▶ PARTS OF THE EXERCISE:
1: Which parameters does the docstring of `mala_step` list in the MALA code excerpt?
2: Answer these from the MALA code excerpt:
(a) What does the Metropolis-Hastings acceptance step return?
(b) How is Σ defined in terms of L and sig2?
(c) From what distribution is u drawn?
3: Give a continuation of the MALA code excerpt, not the rows, starting after its last line.

Perform Metropolis-Hastings acceptance step.
Parameters:
- x: Current state (JAX array).
- y: Proposed state (JAX array).
- U_x: Potential at current state (float).
- U_y: Potential at proposed state (float).
- grad_x: Gradient of U at x (JAX array).
- grad_y: Gradient of U at y (JAX array).
- epsilon: Time step size (float).
- key: JAX PRNGKey.
Returns:
- x_new: Accepted or retained state (JAX array).
"""
log_q_y_given_x = log_q(y, x, grad_x, epsilon)
log_q_x_given_y = log_q(x, y, grad_y, epsilon)
log_alpha = -U_y + U_x + log_q_x_given_y - log_q_y_given_x
log_alpha = jnp.minimum(log_alpha, 0.0) # Ensure log_alpha <= 0
u = random.uniform(key) # u ~ Uniform(0, 1)
accept = u < jnp.exp(log_alpha)
if accept:
return y
else:
return x
def mala_step(x, mu, L, sig2, epsilon, key):
"""
Perform one step of the Metropolis-Adjusted Langevin Algorithm (MALA).
Parameters:
- x: Current state (JAX array).
- mu: Mean vector (JAX array).
- L: Low-rank matrix defining Σ = L L^T + sig2 * I.
- sig2: Variance term in Σ.
- epsilon: Time step size (float).
- key: JAX PRNGKey.
Returns:
- x_new: New state (JAX array).
- key: Updated PRNGKey.
"""

▶ SUPPLIED ENTRIES:

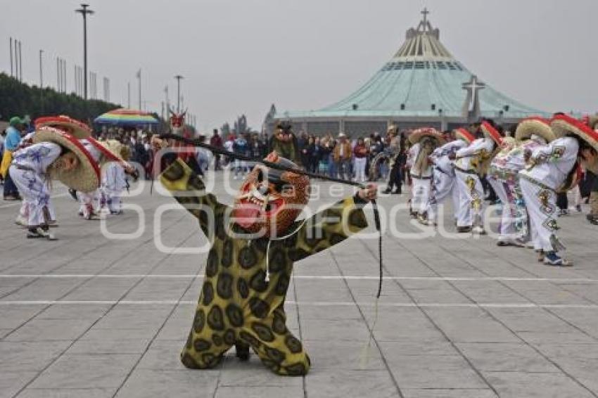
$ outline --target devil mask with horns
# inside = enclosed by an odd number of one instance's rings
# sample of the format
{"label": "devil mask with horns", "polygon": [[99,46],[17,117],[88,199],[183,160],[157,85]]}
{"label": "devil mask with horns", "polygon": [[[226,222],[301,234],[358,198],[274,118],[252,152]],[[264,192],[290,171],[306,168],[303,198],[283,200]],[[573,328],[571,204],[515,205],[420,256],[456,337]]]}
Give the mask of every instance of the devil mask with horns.
{"label": "devil mask with horns", "polygon": [[[298,168],[274,151],[265,159],[283,166]],[[309,200],[307,176],[256,165],[239,189],[233,208],[235,223],[260,236],[284,235]]]}

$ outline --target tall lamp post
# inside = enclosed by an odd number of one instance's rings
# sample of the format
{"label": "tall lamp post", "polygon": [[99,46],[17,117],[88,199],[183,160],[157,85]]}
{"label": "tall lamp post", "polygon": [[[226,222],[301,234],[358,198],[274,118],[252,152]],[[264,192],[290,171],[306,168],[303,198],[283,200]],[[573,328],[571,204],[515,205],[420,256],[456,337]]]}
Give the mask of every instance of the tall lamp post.
{"label": "tall lamp post", "polygon": [[177,79],[177,113],[181,113],[181,79],[184,79],[181,75],[174,77]]}
{"label": "tall lamp post", "polygon": [[42,65],[42,54],[44,53],[44,50],[39,50],[39,88],[44,88],[44,68]]}
{"label": "tall lamp post", "polygon": [[87,99],[87,14],[93,15],[94,11],[87,7],[89,4],[81,4],[81,8],[75,10],[83,15],[83,98]]}

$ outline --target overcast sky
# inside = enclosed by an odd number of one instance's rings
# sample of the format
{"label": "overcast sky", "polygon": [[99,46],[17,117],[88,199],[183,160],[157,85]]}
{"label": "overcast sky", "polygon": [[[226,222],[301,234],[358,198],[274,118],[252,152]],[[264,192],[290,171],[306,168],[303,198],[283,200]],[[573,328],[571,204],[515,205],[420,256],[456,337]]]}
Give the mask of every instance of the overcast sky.
{"label": "overcast sky", "polygon": [[[426,6],[440,40],[485,83],[547,111],[598,110],[597,0],[89,0],[89,70],[110,99],[160,112],[164,87],[207,130],[245,113],[259,129],[270,105],[311,110],[365,82],[399,48]],[[56,56],[82,65],[82,22],[71,0],[0,0],[0,70],[8,37],[23,42],[23,79],[56,84]]]}

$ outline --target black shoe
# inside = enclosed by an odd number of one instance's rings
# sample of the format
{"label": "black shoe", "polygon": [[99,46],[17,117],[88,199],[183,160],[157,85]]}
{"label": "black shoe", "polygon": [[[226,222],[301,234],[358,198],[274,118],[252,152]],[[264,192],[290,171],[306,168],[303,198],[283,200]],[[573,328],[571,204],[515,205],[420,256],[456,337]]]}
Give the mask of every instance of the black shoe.
{"label": "black shoe", "polygon": [[79,200],[79,198],[77,198],[77,191],[72,188],[69,188],[68,193],[70,195],[70,197],[75,199],[75,200]]}
{"label": "black shoe", "polygon": [[236,357],[239,361],[249,361],[249,345],[243,342],[237,342],[235,344],[235,349],[236,350]]}

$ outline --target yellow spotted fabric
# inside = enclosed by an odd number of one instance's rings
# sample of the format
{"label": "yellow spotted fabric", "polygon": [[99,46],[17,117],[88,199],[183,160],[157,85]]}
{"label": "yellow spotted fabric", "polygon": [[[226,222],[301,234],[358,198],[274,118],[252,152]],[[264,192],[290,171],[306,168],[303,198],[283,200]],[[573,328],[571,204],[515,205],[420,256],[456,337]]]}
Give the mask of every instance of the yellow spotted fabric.
{"label": "yellow spotted fabric", "polygon": [[229,349],[242,342],[276,374],[306,374],[310,358],[287,329],[284,312],[293,262],[367,227],[363,210],[350,197],[295,222],[284,239],[244,239],[231,236],[231,231],[240,231],[235,230],[238,226],[224,225],[230,208],[206,193],[201,179],[183,162],[171,165],[160,180],[197,217],[212,243],[193,326],[181,353],[185,366],[214,367]]}

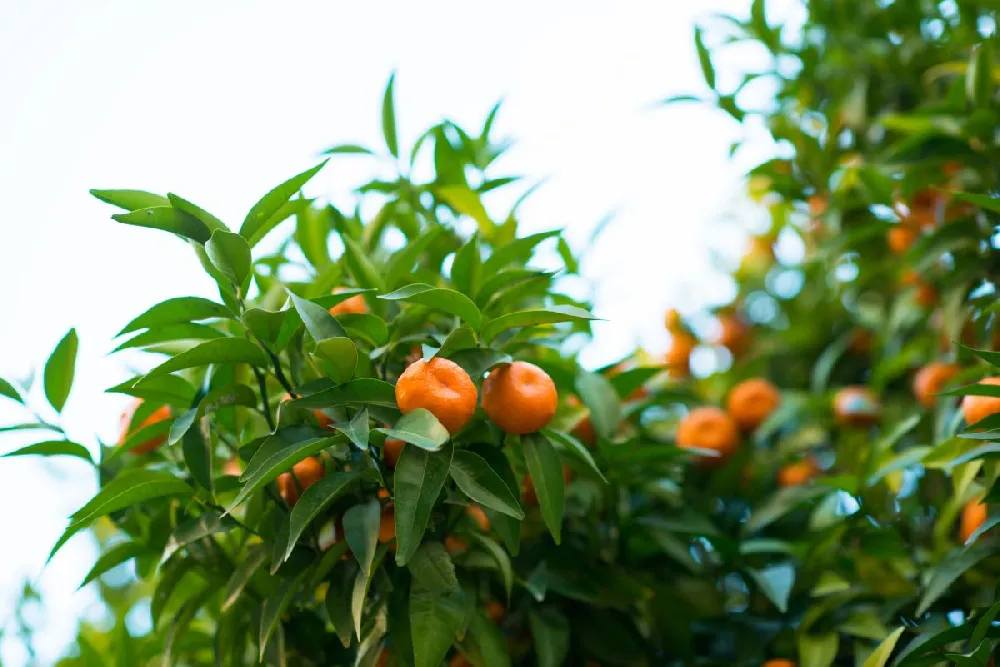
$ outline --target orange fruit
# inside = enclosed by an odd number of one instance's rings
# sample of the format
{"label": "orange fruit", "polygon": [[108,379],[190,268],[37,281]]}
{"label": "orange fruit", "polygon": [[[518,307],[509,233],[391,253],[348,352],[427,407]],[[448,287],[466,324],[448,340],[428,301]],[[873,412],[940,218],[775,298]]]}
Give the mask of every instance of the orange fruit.
{"label": "orange fruit", "polygon": [[986,503],[973,500],[962,508],[962,517],[958,523],[958,539],[962,544],[969,541],[972,534],[986,521]]}
{"label": "orange fruit", "polygon": [[781,404],[778,388],[764,378],[751,378],[729,392],[726,410],[740,428],[752,431]]}
{"label": "orange fruit", "polygon": [[943,361],[934,361],[921,368],[913,376],[913,394],[917,397],[917,402],[925,408],[933,408],[941,388],[961,370],[955,364]]}
{"label": "orange fruit", "polygon": [[469,548],[469,543],[460,540],[454,535],[446,535],[444,538],[444,550],[450,554],[457,554]]}
{"label": "orange fruit", "polygon": [[483,381],[483,410],[505,433],[534,433],[556,413],[559,394],[549,374],[515,361],[490,371]]}
{"label": "orange fruit", "polygon": [[482,507],[473,503],[465,508],[465,513],[476,522],[476,525],[479,526],[479,530],[484,533],[490,532],[490,519],[486,516],[486,512],[483,511]]}
{"label": "orange fruit", "polygon": [[382,511],[382,518],[378,522],[378,543],[385,544],[396,538],[396,512],[392,507],[387,507]]}
{"label": "orange fruit", "polygon": [[406,443],[402,440],[389,438],[382,446],[382,460],[385,461],[387,466],[395,470],[396,464],[399,463],[399,457],[403,453],[403,447],[405,446]]}
{"label": "orange fruit", "polygon": [[413,362],[396,382],[396,404],[403,414],[418,408],[430,410],[451,434],[472,419],[476,399],[476,385],[469,374],[441,357]]}
{"label": "orange fruit", "polygon": [[897,255],[901,255],[917,242],[920,232],[913,226],[900,223],[893,226],[886,234],[889,242],[889,249]]}
{"label": "orange fruit", "polygon": [[750,337],[746,323],[735,313],[723,313],[719,315],[719,325],[721,329],[715,342],[734,355],[742,352]]}
{"label": "orange fruit", "polygon": [[801,461],[781,467],[778,471],[778,486],[782,488],[802,486],[818,474],[819,466],[816,465],[816,461],[811,456],[807,456]]}
{"label": "orange fruit", "polygon": [[[153,424],[158,424],[161,421],[170,419],[170,407],[166,405],[161,405],[156,410],[153,411],[148,417],[142,420],[142,423],[133,430],[129,427],[132,425],[132,418],[135,416],[136,410],[142,405],[142,399],[137,398],[126,406],[125,410],[122,412],[121,416],[121,430],[118,436],[118,444],[124,445],[128,437],[135,431],[141,431],[147,426],[152,426]],[[149,452],[155,450],[157,447],[162,445],[167,441],[167,434],[153,436],[146,442],[139,443],[132,448],[132,453],[134,454],[148,454]]]}
{"label": "orange fruit", "polygon": [[685,331],[675,331],[670,335],[670,348],[664,356],[667,370],[676,377],[687,377],[691,372],[691,351],[698,340]]}
{"label": "orange fruit", "polygon": [[[1000,385],[1000,377],[983,378],[979,384]],[[965,416],[965,423],[970,426],[998,412],[1000,412],[1000,398],[994,396],[962,398],[962,414]]]}
{"label": "orange fruit", "polygon": [[[338,292],[343,292],[345,288],[338,287],[333,290],[334,294]],[[354,296],[347,297],[336,306],[330,308],[331,315],[347,315],[347,314],[363,314],[368,312],[368,304],[365,303],[365,297],[361,294],[355,294]]]}
{"label": "orange fruit", "polygon": [[677,425],[677,446],[711,449],[718,457],[703,459],[706,465],[724,462],[740,444],[739,427],[719,408],[702,406],[687,413]]}
{"label": "orange fruit", "polygon": [[490,617],[490,620],[494,623],[499,623],[503,620],[503,617],[507,615],[507,608],[496,600],[490,600],[486,603],[486,615]]}
{"label": "orange fruit", "polygon": [[882,406],[866,387],[845,387],[833,397],[833,414],[842,426],[868,426],[878,421]]}
{"label": "orange fruit", "polygon": [[[292,473],[295,474],[294,478]],[[326,469],[323,463],[315,456],[307,456],[292,466],[292,472],[278,475],[278,493],[289,507],[294,507],[302,492],[323,479],[324,475]]]}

▶ OUTPUTS IN ORDER:
1: x, mu, L, sig2, epsilon, key

2:
(a) x_new, the accepted or retained state (a JAX array).
(b) Σ = L L^T + sig2 * I.
(c) Uniform(0, 1).

3:
# Split key
key, subkey1, subkey2 = random.split(key, num=3)
# Compute gradient and potential at x
r_x = x - mu
grad_x = cg_solver(r_x, mv_prod_fn, tol=1e-5, max_iter=100)
U_x = 0.5 * jnp.dot(r_x, grad_x)
# Propose new state y
noise = random.normal(subkey1, shape=x.shape)
y = x - epsilon * grad_x + jnp.sqrt(2 * epsilon) * noise
# Compute gradient and potential at y
r_y = y - mu
grad_y = cg_solver(r_y, mv_prod_fn, tol=1e-5, max_iter=100)
U_y = 0.5 * jnp.dot(r_y, grad_y)
# Perform Metropolis adjustment
x_new = metropolis_adjustment(x, y, U_x, U_y, grad_x, grad_y, epsilon, subkey2)
return x_new, key
def sample_mvn_mala(mu, L, sig2, num_samples=1000, epsilon=1e-3, burn_in=100):
"""
Samples from N(mu, Σ) using the Metropolis-Adjusted Langevin Algorithm (MALA).
Parameters:
- mu: Mean vector (JAX array of shape [D]).
- L: Low-rank matrix defining Σ = L L^T + sig2 * I.
- sig2: Variance term in Σ.
- num_samples: Number of samples to collect after burn-in.
- epsilon: Time step size.
- burn_in: Number of initial iterations to discard.
Returns:
- samples: Samples from the target distribution (JAX array of shape [num_samples, D]).
"""
D = mu.shape[0]
key = random.PRNGKey(0)
# Random initialization
key, subkey = random.split(key)
# Small perturbation around mu
x = mu + random.normal(subkey, shape=(D,)) * 0.1
samples = []
total_steps = burn_in + num_samples
for n in range(total_steps):
x, key = mala_step(x, mu, L, sig2, epsilon, key)
# Collect samples after burn-in
if n >= burn_in:
samples.append(x)
return jnp.stack(samples)
OK, now let us generate some samples using this shiny new MALA sampler.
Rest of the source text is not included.